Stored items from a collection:
========

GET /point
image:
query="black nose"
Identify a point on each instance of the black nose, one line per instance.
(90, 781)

========

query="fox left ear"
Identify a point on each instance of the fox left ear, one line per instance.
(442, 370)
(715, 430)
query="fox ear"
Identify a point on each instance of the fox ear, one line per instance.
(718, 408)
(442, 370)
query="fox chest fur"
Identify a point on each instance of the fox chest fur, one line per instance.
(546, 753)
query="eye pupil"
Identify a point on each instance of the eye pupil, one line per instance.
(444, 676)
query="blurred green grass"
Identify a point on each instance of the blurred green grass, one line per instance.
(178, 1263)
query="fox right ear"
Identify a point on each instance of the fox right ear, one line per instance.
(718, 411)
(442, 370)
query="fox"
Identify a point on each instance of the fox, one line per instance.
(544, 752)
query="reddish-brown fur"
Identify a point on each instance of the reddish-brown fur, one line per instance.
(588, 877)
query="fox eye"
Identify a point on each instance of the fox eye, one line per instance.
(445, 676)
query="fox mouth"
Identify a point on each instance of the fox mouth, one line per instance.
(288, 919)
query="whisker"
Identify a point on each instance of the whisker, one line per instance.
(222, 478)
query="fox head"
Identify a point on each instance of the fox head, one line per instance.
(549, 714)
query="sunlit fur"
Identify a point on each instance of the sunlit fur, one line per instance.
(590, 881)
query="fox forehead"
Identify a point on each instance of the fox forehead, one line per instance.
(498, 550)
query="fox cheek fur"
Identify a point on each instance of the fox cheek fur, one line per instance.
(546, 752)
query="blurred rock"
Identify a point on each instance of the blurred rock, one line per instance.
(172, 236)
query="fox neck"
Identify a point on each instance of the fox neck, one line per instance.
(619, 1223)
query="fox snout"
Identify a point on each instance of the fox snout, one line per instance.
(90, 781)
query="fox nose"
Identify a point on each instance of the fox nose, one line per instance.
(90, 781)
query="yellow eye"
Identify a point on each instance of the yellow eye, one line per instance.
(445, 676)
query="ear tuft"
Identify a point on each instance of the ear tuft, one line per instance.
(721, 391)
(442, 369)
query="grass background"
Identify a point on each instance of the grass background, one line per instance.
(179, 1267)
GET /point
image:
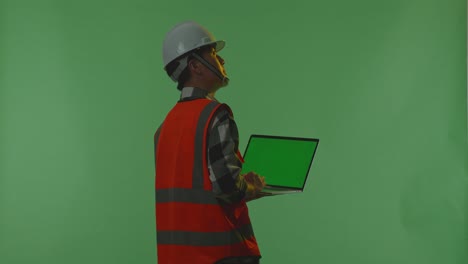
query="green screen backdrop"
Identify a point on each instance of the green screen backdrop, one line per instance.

========

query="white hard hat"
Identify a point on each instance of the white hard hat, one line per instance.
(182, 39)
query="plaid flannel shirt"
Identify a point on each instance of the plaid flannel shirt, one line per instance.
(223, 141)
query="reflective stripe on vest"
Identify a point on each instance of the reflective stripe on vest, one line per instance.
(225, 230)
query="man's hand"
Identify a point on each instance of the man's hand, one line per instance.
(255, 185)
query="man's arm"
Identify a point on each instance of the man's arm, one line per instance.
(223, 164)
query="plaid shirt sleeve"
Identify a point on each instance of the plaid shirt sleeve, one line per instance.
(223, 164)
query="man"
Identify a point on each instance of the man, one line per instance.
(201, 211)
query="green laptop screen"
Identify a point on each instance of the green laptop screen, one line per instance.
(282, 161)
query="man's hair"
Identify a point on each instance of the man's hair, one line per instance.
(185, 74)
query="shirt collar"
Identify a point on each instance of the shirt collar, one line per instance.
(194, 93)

========

**ABOUT THIS EXERCISE**
Where a line of the records above holds the word "backdrop", copy that line.

**RESULT**
query="green screen backdrop"
Identify a point on each instance of the green screen backdrop, one line per instance.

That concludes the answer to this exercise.